* **What is being asked**
Search each line below for "stage", then return the lines where it appears.

* **Information provided**
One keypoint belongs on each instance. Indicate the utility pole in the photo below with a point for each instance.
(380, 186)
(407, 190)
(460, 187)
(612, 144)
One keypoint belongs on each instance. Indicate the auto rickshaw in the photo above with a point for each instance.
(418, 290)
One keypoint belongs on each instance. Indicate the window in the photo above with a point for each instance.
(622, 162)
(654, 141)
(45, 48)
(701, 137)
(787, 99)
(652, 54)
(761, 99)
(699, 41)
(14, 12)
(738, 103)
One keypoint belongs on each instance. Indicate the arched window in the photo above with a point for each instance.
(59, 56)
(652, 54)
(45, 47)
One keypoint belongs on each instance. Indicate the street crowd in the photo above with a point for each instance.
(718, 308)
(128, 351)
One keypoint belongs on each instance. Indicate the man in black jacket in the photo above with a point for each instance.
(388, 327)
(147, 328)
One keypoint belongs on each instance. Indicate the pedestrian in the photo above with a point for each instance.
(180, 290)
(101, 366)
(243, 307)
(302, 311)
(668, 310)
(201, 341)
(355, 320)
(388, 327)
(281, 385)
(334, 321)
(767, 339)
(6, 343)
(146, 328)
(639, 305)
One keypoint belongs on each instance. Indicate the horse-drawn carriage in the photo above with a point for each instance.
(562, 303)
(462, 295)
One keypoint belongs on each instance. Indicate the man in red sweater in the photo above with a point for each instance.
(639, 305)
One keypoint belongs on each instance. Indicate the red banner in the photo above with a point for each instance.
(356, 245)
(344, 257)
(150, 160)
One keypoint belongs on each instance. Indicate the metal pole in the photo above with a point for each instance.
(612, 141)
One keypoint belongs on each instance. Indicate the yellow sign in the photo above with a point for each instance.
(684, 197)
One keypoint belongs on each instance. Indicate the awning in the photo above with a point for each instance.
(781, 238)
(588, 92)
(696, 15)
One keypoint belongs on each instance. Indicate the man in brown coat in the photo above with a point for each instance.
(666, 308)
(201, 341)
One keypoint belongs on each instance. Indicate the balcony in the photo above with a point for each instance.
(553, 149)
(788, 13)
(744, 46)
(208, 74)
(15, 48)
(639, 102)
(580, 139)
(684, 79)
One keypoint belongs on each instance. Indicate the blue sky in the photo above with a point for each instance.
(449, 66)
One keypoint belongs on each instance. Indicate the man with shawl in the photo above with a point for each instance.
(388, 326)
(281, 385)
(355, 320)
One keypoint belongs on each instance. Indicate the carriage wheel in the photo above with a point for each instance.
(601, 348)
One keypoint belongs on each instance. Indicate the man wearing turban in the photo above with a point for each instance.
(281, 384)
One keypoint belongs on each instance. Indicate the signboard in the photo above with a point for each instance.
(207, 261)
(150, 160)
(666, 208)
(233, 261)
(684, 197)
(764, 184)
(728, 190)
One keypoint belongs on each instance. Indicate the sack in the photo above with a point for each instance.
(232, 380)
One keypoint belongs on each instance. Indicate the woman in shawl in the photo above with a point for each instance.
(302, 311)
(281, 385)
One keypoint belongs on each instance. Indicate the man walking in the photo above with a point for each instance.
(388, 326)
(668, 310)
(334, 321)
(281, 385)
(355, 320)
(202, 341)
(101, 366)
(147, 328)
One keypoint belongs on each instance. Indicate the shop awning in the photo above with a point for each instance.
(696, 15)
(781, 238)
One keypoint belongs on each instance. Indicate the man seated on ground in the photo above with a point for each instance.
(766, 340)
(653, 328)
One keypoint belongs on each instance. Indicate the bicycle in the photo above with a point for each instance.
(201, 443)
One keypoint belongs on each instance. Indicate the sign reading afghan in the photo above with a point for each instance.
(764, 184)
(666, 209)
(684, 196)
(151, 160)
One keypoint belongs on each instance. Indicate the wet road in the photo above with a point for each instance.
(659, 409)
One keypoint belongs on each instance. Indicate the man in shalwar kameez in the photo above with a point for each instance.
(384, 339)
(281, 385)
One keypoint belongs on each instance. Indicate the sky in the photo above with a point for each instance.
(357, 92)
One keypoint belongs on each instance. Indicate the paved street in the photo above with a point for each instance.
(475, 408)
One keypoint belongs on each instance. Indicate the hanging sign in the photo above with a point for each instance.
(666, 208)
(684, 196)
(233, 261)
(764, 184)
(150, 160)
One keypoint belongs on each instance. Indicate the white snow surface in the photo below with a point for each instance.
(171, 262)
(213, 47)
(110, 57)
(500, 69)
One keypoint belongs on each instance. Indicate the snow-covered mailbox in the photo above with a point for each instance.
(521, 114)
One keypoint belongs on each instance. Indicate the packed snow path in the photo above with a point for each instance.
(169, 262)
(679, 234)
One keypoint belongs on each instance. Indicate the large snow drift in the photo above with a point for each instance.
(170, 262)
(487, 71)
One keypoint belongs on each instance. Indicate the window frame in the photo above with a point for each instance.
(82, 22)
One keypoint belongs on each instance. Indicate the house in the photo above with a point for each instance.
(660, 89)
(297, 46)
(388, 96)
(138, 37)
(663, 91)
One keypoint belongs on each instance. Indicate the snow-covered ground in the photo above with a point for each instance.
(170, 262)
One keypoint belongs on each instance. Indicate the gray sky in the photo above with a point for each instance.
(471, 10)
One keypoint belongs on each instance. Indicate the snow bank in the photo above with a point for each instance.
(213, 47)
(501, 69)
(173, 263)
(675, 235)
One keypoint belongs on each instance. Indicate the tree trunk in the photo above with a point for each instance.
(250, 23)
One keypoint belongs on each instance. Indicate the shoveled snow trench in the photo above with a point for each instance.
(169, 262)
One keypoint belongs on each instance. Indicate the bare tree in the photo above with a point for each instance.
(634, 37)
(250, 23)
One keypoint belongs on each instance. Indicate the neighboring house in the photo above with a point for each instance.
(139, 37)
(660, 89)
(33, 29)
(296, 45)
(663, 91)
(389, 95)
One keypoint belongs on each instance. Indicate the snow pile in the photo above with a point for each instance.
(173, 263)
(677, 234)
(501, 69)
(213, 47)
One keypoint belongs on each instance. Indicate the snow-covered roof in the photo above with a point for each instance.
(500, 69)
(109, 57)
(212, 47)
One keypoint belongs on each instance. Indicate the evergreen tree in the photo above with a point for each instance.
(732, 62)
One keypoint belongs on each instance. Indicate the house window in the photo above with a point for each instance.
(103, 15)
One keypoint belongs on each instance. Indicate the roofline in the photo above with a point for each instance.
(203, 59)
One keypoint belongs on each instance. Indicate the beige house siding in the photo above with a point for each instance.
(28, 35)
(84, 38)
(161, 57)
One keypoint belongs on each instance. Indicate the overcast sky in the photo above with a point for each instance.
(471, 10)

* * *

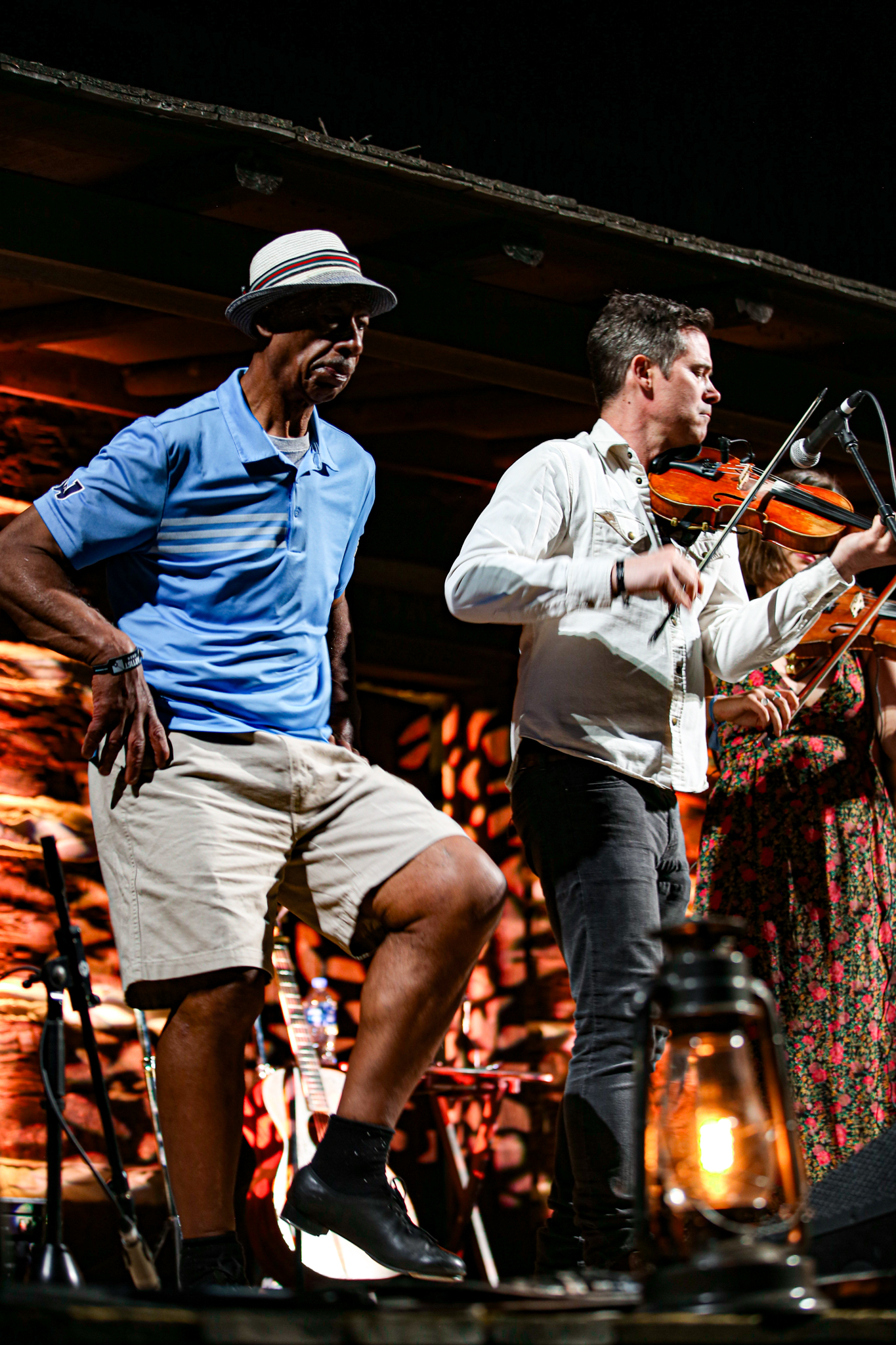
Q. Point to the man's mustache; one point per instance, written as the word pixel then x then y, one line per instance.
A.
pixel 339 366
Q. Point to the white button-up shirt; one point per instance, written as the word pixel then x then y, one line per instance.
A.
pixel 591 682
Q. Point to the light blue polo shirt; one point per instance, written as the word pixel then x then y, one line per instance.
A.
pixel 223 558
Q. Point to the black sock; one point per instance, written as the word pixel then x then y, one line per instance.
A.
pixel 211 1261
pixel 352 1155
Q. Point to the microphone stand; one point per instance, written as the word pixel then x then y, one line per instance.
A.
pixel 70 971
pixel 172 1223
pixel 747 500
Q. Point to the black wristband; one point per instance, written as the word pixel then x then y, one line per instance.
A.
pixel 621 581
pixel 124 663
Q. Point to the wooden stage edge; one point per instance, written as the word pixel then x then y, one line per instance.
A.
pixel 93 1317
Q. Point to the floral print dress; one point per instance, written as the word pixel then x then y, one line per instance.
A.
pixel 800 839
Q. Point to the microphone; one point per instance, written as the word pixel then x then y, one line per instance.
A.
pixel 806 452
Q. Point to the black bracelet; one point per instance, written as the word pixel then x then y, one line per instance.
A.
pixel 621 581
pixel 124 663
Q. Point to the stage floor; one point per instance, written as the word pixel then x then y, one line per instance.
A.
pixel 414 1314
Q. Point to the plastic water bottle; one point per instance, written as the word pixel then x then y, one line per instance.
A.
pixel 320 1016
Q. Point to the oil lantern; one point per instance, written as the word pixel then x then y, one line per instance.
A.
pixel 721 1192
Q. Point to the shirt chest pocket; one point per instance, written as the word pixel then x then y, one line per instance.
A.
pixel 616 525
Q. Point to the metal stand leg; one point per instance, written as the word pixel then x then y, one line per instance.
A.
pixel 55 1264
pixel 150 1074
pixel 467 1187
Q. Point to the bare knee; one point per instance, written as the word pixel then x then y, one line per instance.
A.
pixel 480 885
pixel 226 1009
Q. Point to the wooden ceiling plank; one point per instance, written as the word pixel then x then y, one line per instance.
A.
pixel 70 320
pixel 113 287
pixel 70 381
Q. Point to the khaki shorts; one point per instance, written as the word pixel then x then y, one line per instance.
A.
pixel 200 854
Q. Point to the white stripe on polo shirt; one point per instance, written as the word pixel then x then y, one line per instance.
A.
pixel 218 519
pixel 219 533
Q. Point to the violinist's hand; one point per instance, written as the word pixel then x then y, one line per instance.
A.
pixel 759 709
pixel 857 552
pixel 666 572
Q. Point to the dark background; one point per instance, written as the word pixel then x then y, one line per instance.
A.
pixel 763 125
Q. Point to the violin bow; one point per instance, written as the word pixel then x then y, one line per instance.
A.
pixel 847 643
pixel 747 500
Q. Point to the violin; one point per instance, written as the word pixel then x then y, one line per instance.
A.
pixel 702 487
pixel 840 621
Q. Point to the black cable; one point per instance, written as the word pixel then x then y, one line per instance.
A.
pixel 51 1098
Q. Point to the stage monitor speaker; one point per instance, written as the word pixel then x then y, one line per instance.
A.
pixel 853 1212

* **Task response**
Q. Point to the wooden stage edge; one point per instance, written as the word pixel then x then y, one line per instance.
Q. Point to the stage floor; one point per instance, written as the word pixel then x then y, one line per instance.
Q. Point to the stage monitor speaker; one point per instance, written as the word pixel then x then y, one line per instance.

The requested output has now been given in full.